"""

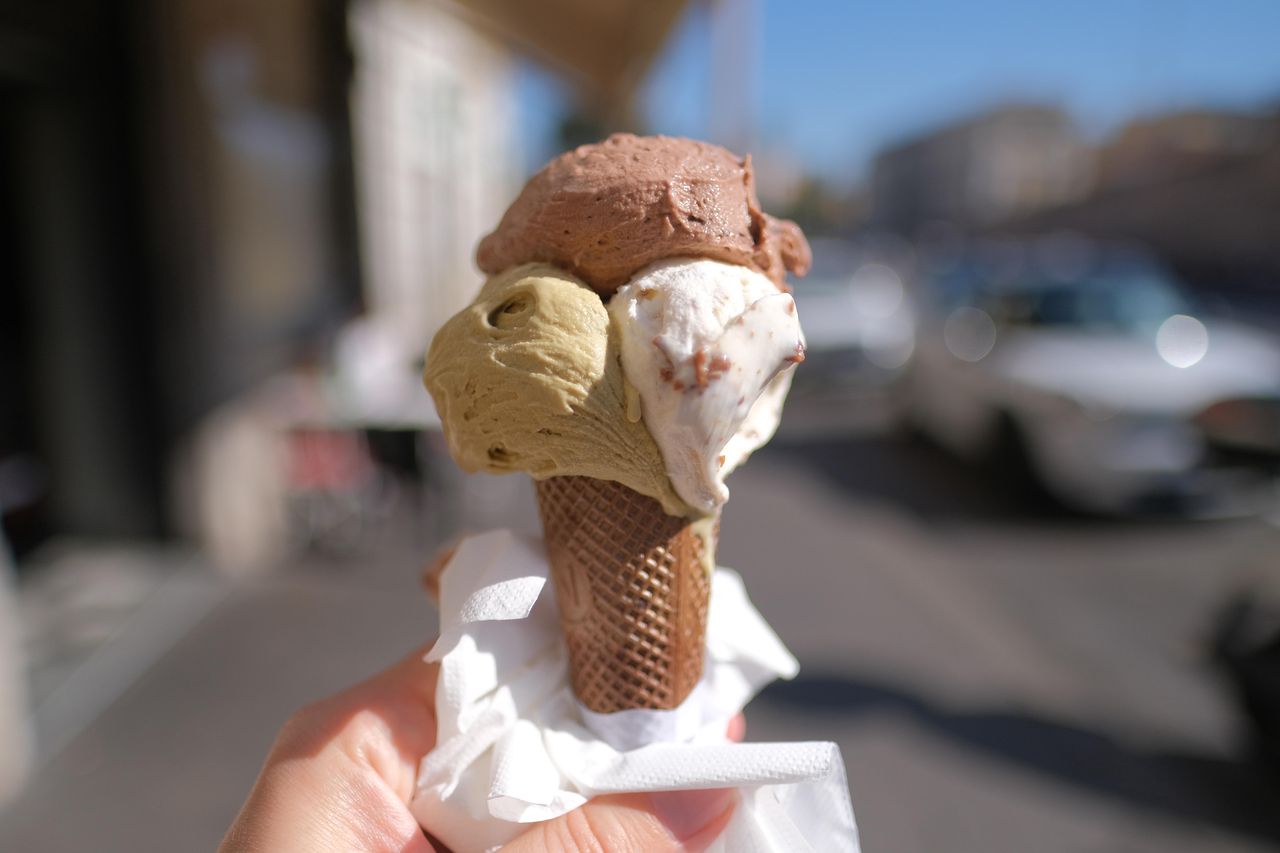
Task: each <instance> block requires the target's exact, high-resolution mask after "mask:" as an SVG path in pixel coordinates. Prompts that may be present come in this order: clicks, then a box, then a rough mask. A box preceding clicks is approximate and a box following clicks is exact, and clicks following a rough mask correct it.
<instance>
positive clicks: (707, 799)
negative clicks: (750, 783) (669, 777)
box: [649, 788, 737, 843]
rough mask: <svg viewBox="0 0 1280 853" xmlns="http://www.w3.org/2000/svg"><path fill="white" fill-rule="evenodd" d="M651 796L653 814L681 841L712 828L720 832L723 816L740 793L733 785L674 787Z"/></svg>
mask: <svg viewBox="0 0 1280 853" xmlns="http://www.w3.org/2000/svg"><path fill="white" fill-rule="evenodd" d="M649 797H650V799H652V800H653V811H654V815H657V816H658V820H660V821H662V822H663V824H664V825H666V826H667V829H668V830H671V834H672V835H675V836H676V840H677V841H681V843H684V841H690V840H696V839H698V836H699V835H701V834H703V833H707V831H708V830H710V829H713V827H714V829H716V831H717V834H718V833H719V830H721V829H722V824H723V822H724V821H723V818H724V816H726V815H727V813H728V812H730V811H731V809H732V808H733V803H735V802H737V792H736V790H733V789H732V788H709V789H705V790H672V792H662V793H658V794H650V795H649ZM708 840H709V839H708Z"/></svg>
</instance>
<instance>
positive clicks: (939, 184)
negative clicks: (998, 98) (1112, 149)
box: [870, 105, 1093, 233]
mask: <svg viewBox="0 0 1280 853" xmlns="http://www.w3.org/2000/svg"><path fill="white" fill-rule="evenodd" d="M1092 178H1093V156H1092V151H1091V149H1089V146H1088V145H1087V142H1085V141H1084V140H1083V137H1082V136H1080V133H1079V131H1078V129H1076V127H1075V124H1074V122H1073V120H1071V118H1070V117H1069V115H1068V114H1066V113H1064V111H1062V110H1060V109H1056V108H1052V106H1041V105H1009V106H1002V108H998V109H995V110H991V111H988V113H983V114H980V115H977V117H974V118H970V119H965V120H961V122H959V123H955V124H951V126H947V127H943V128H940V129H937V131H934V132H932V133H928V134H924V136H920V137H916V138H914V140H910V141H908V142H904V143H900V145H897V146H893V147H891V149H888V150H886V151H883V152H881V154H879V155H878V156H877V158H876V160H874V163H873V165H872V179H870V206H872V210H870V215H872V219H873V222H874V223H876V224H878V225H883V227H887V228H891V229H895V231H899V232H902V233H913V232H915V231H916V229H918V228H919V227H920V225H923V224H925V223H929V222H946V223H950V224H951V225H954V227H956V228H960V229H966V228H978V227H983V225H988V224H991V223H996V222H1000V220H1004V219H1009V218H1011V216H1015V215H1020V214H1027V213H1030V211H1034V210H1041V209H1044V207H1055V206H1059V205H1062V204H1066V202H1069V201H1073V200H1075V199H1080V197H1083V196H1084V195H1087V193H1088V192H1089V188H1091V186H1092Z"/></svg>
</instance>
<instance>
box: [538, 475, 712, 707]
mask: <svg viewBox="0 0 1280 853" xmlns="http://www.w3.org/2000/svg"><path fill="white" fill-rule="evenodd" d="M536 489H538V506H539V512H540V514H541V520H543V530H544V535H545V539H547V555H548V560H549V562H550V567H552V579H553V581H554V584H556V596H557V599H558V602H559V610H561V625H562V628H563V631H564V640H566V644H567V647H568V657H570V678H571V681H572V685H573V692H575V694H576V695H577V698H579V701H580V702H581V703H582V704H584V706H586V707H588V708H589V710H591V711H595V712H599V713H608V712H613V711H625V710H631V708H654V710H669V708H675V707H677V706H678V704H680V703H681V702H684V701H685V698H686V697H687V695H689V693H690V692H691V690H692V689H694V685H696V684H698V680H699V679H700V678H701V672H703V654H704V651H705V635H707V612H708V602H709V599H710V574H709V571H708V566H710V565H713V560H712V557H713V556H714V548H716V543H714V538H716V535H717V530H716V528H714V526H713V525H712V524H709V523H708V524H705V529H700V526H701V525H699V523H694V521H690V520H689V519H681V517H676V516H671V515H667V514H666V512H663V510H662V506H660V505H659V503H658V501H655V500H653V498H650V497H646V496H644V494H640V493H639V492H635V491H632V489H630V488H627V487H625V485H622V484H620V483H614V482H611V480H599V479H593V478H588V476H553V478H549V479H545V480H539V482H538V483H536ZM708 551H710V553H708Z"/></svg>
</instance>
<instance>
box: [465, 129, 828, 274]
mask: <svg viewBox="0 0 1280 853" xmlns="http://www.w3.org/2000/svg"><path fill="white" fill-rule="evenodd" d="M667 257H710V259H714V260H721V261H726V263H730V264H739V265H744V266H751V268H754V269H758V270H759V272H762V273H764V274H765V275H768V277H769V278H771V279H772V280H773V282H774V283H776V284H778V286H780V287H785V282H786V274H787V272H791V273H794V274H796V275H804V274H805V273H806V272H808V270H809V263H810V254H809V243H808V242H805V238H804V234H803V233H801V232H800V228H799V227H797V225H796V224H795V223H792V222H787V220H783V219H774V218H772V216H769V215H768V214H765V213H763V211H762V210H760V202H759V201H758V200H756V197H755V179H754V175H753V174H751V159H750V158H745V159H741V160H740V159H739V158H736V156H735V155H732V154H730V152H728V151H726V150H724V149H722V147H719V146H714V145H708V143H705V142H696V141H694V140H685V138H676V137H667V136H646V137H640V136H632V134H630V133H617V134H614V136H611V137H609V138H608V140H605V141H604V142H599V143H595V145H584V146H581V147H579V149H575V150H573V151H567V152H566V154H562V155H561V156H558V158H556V159H554V160H552V161H550V163H549V164H548V165H547V167H545V168H544V169H543V170H541V172H539V173H538V174H535V175H534V177H532V178H531V179H530V181H529V183H527V184H526V186H525V188H524V191H521V193H520V196H518V197H517V199H516V201H515V202H513V204H512V205H511V207H508V209H507V213H506V215H503V218H502V222H500V223H499V224H498V228H497V229H495V231H494V232H493V233H492V234H489V236H488V237H485V238H484V240H483V241H481V242H480V247H479V250H477V251H476V263H477V264H479V265H480V269H483V270H484V272H485V273H489V274H497V273H500V272H503V270H504V269H508V268H511V266H515V265H517V264H526V263H530V261H543V263H548V264H554V265H556V266H559V268H561V269H564V270H568V272H571V273H573V274H575V275H577V277H579V278H581V279H582V280H585V282H586V283H588V284H589V286H590V287H591V288H593V289H595V291H596V292H598V293H600V295H604V296H608V295H611V293H613V291H616V289H617V288H618V287H620V286H622V284H625V283H626V282H627V279H630V278H631V277H632V275H634V274H635V273H636V272H639V270H640V269H643V268H645V266H648V265H649V264H652V263H654V261H658V260H663V259H667Z"/></svg>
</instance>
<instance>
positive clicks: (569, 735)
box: [411, 530, 859, 853]
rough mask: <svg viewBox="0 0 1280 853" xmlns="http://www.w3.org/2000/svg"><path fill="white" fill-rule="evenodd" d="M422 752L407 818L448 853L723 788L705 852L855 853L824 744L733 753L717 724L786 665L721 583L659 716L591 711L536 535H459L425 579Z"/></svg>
mask: <svg viewBox="0 0 1280 853" xmlns="http://www.w3.org/2000/svg"><path fill="white" fill-rule="evenodd" d="M440 615H442V617H440V621H442V624H440V638H439V640H438V642H436V644H435V646H434V647H433V648H431V651H430V652H429V653H428V660H430V661H439V662H440V678H439V684H438V686H436V694H435V704H436V719H438V727H439V730H438V738H436V747H435V749H433V751H431V752H430V753H429V754H428V756H426V757H425V758H424V760H422V766H421V767H420V770H419V779H417V794H416V797H415V799H413V802H412V804H411V807H412V811H413V815H415V816H416V817H417V820H419V822H420V824H421V825H422V826H425V827H428V829H429V830H430V831H431V834H433V835H435V836H436V838H439V839H440V840H442V841H444V843H445V844H448V845H449V847H451V848H452V849H453V850H454V852H456V853H472V852H486V853H488V852H489V850H497V849H498V848H500V847H502V845H503V844H504V843H507V841H509V840H511V839H512V838H515V836H516V835H518V834H520V833H521V831H522V830H524V829H525V827H524V826H522V824H529V822H534V821H543V820H549V818H553V817H558V816H559V815H563V813H564V812H567V811H570V809H573V808H577V807H579V806H581V804H582V803H585V802H586V800H588V799H590V798H591V797H595V795H596V794H608V793H626V792H662V790H684V789H700V788H735V789H737V792H739V802H737V806H736V808H735V809H733V816H732V818H731V820H730V824H728V826H727V827H726V829H724V831H723V833H722V835H721V838H719V840H718V841H717V843H716V845H713V847H712V848H710V849H712V850H718V852H728V850H732V852H733V853H740V852H745V853H804V852H806V850H815V852H823V853H826V852H827V850H831V852H835V853H856V852H858V849H859V848H858V830H856V826H855V824H854V813H852V808H851V806H850V802H849V788H847V785H846V781H845V766H844V762H842V761H841V757H840V749H838V748H837V747H836V744H833V743H785V744H782V743H771V744H758V743H748V744H737V743H731V742H730V740H728V739H727V735H726V731H727V727H728V722H730V720H731V719H732V717H733V716H735V715H736V713H737V712H739V711H741V710H742V707H744V706H745V704H746V703H748V702H749V701H750V699H751V697H753V695H755V693H756V692H758V690H759V689H760V688H763V686H764V685H765V684H768V683H769V681H772V680H773V679H776V678H785V679H790V678H794V676H795V674H796V671H797V665H796V661H795V658H794V657H791V654H790V652H787V649H786V648H785V647H783V646H782V643H781V640H778V638H777V635H776V634H774V633H773V630H772V629H771V628H769V626H768V624H767V622H765V621H764V619H763V617H762V616H760V615H759V613H758V612H756V611H755V608H754V607H751V603H750V601H749V599H748V597H746V592H745V589H744V588H742V580H741V578H739V575H737V574H735V573H732V571H730V570H727V569H718V570H717V571H716V575H714V578H713V581H712V598H710V612H709V616H708V622H707V661H705V666H704V672H703V680H701V681H700V683H699V684H698V686H696V688H695V689H694V692H692V693H691V694H690V695H689V698H687V699H685V702H684V703H682V704H681V706H680V707H678V708H676V710H673V711H623V712H620V713H593V712H590V711H588V710H586V708H582V707H581V706H580V704H579V703H577V701H576V699H575V697H573V693H572V689H571V686H570V683H568V663H567V658H566V649H564V644H563V640H562V638H561V630H559V616H558V613H557V610H556V596H554V594H553V590H552V589H550V588H549V584H548V566H547V560H545V555H544V549H543V543H541V540H540V539H536V538H529V537H521V535H517V534H515V533H512V532H509V530H494V532H490V533H485V534H481V535H477V537H472V538H470V539H466V540H463V542H462V543H461V544H460V546H458V548H457V551H456V552H454V556H453V558H452V560H451V561H449V565H448V566H447V567H445V569H444V571H443V573H442V575H440Z"/></svg>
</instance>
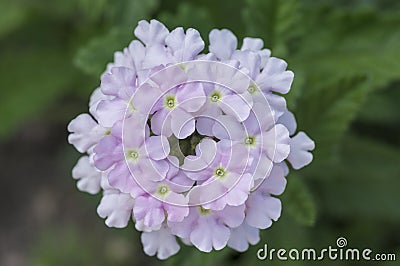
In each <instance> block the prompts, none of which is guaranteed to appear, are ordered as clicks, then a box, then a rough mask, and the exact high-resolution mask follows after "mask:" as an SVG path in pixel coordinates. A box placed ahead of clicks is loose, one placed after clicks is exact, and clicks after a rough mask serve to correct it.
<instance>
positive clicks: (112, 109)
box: [96, 98, 130, 127]
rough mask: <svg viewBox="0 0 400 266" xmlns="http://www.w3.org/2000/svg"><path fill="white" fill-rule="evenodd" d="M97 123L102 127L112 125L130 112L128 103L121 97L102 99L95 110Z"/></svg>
mask: <svg viewBox="0 0 400 266" xmlns="http://www.w3.org/2000/svg"><path fill="white" fill-rule="evenodd" d="M96 114H97V119H98V121H99V124H100V125H102V126H103V127H112V126H113V125H114V124H115V123H116V122H118V121H121V120H122V119H124V117H125V116H126V115H129V114H130V109H129V106H128V104H127V103H126V102H125V101H124V100H121V99H118V98H115V99H112V100H103V101H101V102H100V103H99V105H98V106H97V110H96Z"/></svg>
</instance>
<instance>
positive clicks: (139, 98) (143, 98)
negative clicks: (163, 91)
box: [132, 83, 163, 115]
mask: <svg viewBox="0 0 400 266" xmlns="http://www.w3.org/2000/svg"><path fill="white" fill-rule="evenodd" d="M162 97H163V93H162V92H161V91H160V89H159V88H157V87H154V86H152V85H150V84H149V83H144V84H142V85H140V87H139V88H138V89H137V90H136V92H135V94H134V95H133V98H132V104H133V106H134V107H135V108H136V109H137V110H138V111H139V112H141V113H142V114H145V115H148V114H151V113H153V112H154V111H157V110H154V107H155V106H156V105H157V103H158V101H159V100H160V99H161V98H162Z"/></svg>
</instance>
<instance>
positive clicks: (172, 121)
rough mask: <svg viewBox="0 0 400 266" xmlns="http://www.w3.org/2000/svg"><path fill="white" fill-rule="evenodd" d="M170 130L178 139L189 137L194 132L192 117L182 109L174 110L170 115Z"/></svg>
mask: <svg viewBox="0 0 400 266" xmlns="http://www.w3.org/2000/svg"><path fill="white" fill-rule="evenodd" d="M171 129H172V132H173V133H174V135H175V136H176V137H177V138H178V139H185V138H187V137H189V136H190V135H191V134H192V133H193V132H194V130H195V120H194V117H193V116H192V115H191V114H189V113H188V112H186V111H185V110H183V109H180V108H175V109H174V110H173V111H172V113H171Z"/></svg>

"""

Activity: Please rewrite the entries from their start through the line containing "box: [649, 788, 737, 843]", changing every "rough mask" to "coarse mask" and leaving everything else as it is. Omit the pictures from your answer.

Exercise response:
Task: each <instance> block requires the target's exact, high-resolution mask after "mask:" as an SVG path in pixel coordinates. Prompts that may be present come in this order: clicks, then a box, then a coarse mask. A box preceding clicks is approximate and a box following clicks is exact, and clicks following a coarse mask correct it.
<instance>
positive clicks: (707, 799)
negative clicks: (750, 783) (669, 777)
box: [649, 788, 737, 843]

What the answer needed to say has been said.